◆ **Fragmento**
ARTÍCULOS DRAMÁTICOS,

LITERARIOS, POLÍTICOS

Y DE COSTUMBRES

On me dit qu’il s’est établi dans Madrid un système de liberté, qui s’étend même à la presse; et que pourvu que je ne parle en mes écrits, ni de l’autorité, ni du culte, ni de la politique, ni de la morale, ni des gens en place, ni des corps en crédit, ni de l’opéra, ni des autres spectacles, ni de personne qui tienne à quelque chose, je puis tout imprimer librement, sous l’inspection de deux ou trois censeurs. Pour profiter de cette douce liberté, j’annonce un écrit...
Beaumarchais,
Le mariage de Figaro, 1784 1
Ignoro qué especie de interés puede tener para el público la colección que le ofrezco.1 Sea el que fuere, mis lectores conocerán fácilmente que si esa consideración hubiese de entrar en la publicación de los libros, apenas se imprimiría. Personas harto indulgentes acaso con mi corto talento, o demasiado amigas mías para conocer los defectos de mis escritos, me han asegurado que esta idea no carecía de oportunidad. No se mire, pues, bajo el punto de vista de su mérito o su demérito: no se le dé otra importancia que la que debe tener para el observador una serie de artículos que, habiéndose publicado durante épocas tan fecundas en variaciones políticas, puede servir de medida para compararlas. Con la publicación del Pobrecito Hablador empecé a cultivar este género arriesgado bajo el ministerio Calomarde;2 La Revista Española me abrió sus columnas en tiempo de Cea,3 y he escrito en El Observador durante Martínez de la Rosa.4 Esta colección será, pues, cuando menos un documento histórico, una elocuente crónica de nuestra llamada libertad de imprenta.

◆ **Entradas proporcionadas**
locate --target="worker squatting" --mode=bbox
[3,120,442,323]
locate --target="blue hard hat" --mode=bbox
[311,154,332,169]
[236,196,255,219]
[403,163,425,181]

◆ **Objetivo del ejercicio**
Por favor, copia tal cual la parte del fragmento que va de "LITERARIOS, POLÍTICOS" a "j’annonce un écrit...", ambos incluidos. El material no hace falta para esta tarea.

◆ **Tarea resuelta**
LITERARIOS, POLÍTICOS

Y DE COSTUMBRES

On me dit qu’il s’est établi dans Madrid un système de liberté, qui s’étend même à la presse; et que pourvu que je ne parle en mes écrits, ni de l’autorité, ni du culte, ni de la politique, ni de la morale, ni des gens en place, ni des corps en crédit, ni de l’opéra, ni des autres spectacles, ni de personne qui tienne à quelque chose, je puis tout imprimer librement, sous l’inspection de deux ou trois censeurs. Pour profiter de cette douce liberté, j’annonce un écrit...